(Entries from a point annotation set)
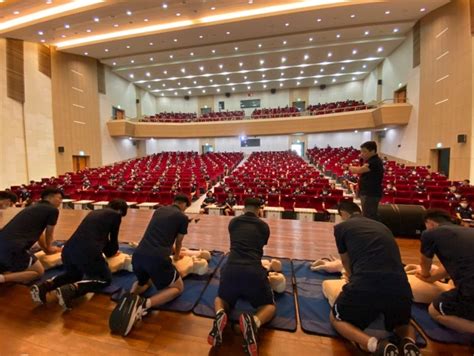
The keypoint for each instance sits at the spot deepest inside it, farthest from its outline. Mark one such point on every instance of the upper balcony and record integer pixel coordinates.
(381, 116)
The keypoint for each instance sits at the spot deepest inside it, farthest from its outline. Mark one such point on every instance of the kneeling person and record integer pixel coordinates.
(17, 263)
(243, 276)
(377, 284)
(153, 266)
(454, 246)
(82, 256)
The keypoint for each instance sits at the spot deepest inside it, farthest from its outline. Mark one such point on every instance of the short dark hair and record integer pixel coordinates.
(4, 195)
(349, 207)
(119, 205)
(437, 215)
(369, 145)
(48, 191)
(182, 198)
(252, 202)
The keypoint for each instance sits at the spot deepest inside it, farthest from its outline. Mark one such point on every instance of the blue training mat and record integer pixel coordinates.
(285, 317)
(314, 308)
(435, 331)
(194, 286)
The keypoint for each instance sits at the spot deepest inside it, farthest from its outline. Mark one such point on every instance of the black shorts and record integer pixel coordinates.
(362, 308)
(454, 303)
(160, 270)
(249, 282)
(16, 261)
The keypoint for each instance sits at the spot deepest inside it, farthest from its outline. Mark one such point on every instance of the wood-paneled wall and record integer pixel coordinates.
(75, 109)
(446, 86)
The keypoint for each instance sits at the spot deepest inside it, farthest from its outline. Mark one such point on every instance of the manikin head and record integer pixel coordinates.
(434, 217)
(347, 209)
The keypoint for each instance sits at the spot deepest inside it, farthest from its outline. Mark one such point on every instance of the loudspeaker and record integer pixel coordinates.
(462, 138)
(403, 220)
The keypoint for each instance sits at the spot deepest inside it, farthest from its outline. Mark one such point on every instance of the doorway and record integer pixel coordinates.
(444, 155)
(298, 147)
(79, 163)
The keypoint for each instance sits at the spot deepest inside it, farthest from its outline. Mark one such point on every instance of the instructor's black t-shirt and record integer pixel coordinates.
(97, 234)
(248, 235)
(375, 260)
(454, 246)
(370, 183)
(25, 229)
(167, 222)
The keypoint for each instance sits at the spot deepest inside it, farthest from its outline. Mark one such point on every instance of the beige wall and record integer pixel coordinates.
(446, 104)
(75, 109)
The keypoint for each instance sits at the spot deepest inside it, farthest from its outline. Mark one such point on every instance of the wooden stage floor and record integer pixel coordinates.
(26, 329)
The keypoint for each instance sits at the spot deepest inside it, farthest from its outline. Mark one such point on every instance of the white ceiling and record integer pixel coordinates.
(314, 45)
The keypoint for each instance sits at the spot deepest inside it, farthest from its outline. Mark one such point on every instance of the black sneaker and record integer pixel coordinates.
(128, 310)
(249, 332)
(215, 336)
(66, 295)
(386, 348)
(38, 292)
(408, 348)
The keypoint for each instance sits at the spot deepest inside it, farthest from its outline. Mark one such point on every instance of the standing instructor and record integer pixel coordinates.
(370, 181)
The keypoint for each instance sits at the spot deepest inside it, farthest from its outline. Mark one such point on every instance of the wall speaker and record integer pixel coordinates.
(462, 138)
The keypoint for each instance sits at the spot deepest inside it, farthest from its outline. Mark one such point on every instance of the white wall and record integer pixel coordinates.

==

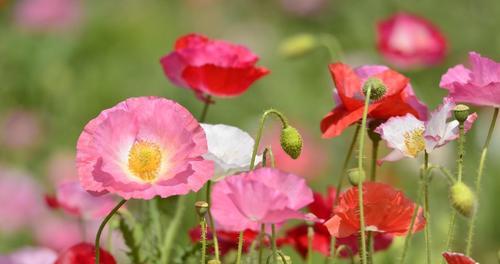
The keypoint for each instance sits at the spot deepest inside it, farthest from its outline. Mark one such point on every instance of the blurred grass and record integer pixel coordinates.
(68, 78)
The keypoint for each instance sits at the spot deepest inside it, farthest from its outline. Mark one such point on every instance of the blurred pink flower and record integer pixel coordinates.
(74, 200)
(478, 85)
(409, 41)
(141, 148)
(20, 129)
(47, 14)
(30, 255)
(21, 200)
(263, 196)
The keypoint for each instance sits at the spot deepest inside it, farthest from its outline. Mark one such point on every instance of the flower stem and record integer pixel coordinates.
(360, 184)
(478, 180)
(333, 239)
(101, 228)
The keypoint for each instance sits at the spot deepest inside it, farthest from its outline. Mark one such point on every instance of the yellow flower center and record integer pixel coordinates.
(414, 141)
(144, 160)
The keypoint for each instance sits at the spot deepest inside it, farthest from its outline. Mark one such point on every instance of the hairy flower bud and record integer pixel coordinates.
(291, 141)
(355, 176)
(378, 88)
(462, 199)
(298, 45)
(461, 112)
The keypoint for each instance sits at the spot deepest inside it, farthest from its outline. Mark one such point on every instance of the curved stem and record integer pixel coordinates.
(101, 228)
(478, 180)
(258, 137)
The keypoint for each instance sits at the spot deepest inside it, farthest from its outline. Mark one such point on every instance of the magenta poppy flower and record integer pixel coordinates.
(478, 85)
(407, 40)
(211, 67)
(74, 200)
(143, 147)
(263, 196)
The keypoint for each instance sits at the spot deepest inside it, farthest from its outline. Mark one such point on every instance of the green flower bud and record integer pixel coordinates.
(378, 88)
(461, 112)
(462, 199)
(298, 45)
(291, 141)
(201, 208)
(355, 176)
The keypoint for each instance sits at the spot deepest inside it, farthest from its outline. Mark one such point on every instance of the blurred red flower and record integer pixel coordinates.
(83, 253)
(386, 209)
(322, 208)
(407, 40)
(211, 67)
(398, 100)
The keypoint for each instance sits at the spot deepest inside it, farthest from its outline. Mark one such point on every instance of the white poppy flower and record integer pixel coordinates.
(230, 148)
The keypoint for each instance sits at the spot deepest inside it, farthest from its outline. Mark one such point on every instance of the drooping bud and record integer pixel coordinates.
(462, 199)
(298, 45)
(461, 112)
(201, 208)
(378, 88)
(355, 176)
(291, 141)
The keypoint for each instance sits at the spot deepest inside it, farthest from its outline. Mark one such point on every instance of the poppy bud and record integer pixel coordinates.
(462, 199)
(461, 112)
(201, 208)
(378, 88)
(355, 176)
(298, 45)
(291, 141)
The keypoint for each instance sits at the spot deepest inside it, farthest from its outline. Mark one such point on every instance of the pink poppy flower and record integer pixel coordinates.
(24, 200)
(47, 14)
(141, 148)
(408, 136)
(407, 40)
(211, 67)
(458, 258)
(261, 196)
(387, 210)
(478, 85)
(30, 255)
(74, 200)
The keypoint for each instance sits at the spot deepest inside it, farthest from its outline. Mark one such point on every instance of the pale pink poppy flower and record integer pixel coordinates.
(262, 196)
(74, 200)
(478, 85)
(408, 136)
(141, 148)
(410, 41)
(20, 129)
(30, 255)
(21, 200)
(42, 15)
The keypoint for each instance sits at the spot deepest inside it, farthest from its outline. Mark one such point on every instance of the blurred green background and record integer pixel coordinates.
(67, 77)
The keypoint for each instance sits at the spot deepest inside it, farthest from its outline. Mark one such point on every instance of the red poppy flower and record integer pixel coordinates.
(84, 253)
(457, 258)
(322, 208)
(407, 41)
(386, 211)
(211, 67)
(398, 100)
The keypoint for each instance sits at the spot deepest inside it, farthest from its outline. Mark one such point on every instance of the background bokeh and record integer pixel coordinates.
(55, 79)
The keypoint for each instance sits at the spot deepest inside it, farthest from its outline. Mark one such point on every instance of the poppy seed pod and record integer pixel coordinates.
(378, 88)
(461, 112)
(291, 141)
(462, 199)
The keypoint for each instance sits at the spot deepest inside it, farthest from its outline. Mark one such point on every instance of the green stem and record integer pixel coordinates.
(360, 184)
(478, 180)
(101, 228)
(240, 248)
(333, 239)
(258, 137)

* * *

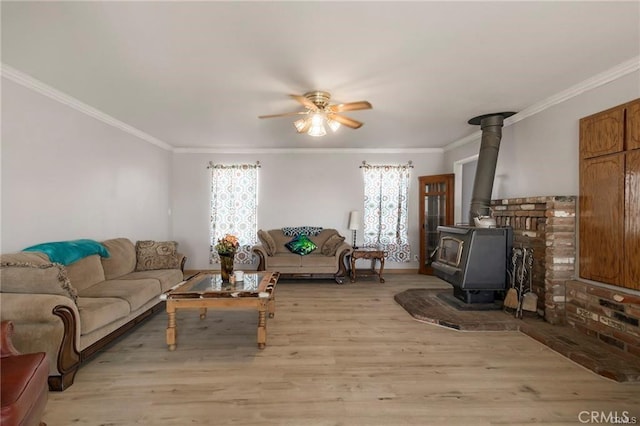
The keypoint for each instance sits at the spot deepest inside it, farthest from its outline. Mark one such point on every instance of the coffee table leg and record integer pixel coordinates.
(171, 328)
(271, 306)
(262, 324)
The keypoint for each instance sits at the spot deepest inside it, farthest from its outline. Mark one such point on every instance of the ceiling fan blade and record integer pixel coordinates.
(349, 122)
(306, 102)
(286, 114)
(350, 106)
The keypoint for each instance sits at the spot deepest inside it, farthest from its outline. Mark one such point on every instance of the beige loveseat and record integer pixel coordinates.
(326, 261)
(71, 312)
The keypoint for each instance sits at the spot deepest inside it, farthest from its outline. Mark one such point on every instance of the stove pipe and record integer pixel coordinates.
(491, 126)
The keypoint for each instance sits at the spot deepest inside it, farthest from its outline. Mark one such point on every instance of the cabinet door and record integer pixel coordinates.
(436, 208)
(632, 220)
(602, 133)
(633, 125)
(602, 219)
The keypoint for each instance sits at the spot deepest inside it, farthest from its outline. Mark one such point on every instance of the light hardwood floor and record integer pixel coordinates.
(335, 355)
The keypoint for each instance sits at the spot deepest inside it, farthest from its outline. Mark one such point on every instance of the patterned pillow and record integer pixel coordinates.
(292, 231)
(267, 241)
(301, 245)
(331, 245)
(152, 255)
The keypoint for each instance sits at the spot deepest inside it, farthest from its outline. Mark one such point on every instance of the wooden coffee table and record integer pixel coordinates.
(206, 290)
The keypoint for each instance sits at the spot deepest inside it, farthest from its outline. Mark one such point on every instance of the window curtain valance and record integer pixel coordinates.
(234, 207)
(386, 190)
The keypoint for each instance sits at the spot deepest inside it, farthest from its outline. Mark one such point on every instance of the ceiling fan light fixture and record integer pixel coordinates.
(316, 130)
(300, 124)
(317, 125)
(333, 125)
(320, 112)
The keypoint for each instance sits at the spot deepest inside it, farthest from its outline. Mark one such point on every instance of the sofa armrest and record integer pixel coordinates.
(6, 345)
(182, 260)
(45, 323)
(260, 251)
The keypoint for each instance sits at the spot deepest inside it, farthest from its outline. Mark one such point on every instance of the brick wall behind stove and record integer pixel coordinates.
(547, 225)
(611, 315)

### Given request
Find each line in the records above that contains the word "green", and copy out every one of those lines.

### Expected output
The keypoint for each instance sits at the spot deepest inside it, farthest from its outline. Mark one such point on every instance of the green flower bud and record integer pixel coordinates.
The keypoint for each instance sits at the spot deepest inside it, farthest from its outline. Mark one such point on every instance of the blurred green background and record integer pixel coordinates.
The keypoint for each instance sits at the spot deepest inside it, farthest from its outline. Mark one such point on every instance of the green stem and record integer pixel coordinates.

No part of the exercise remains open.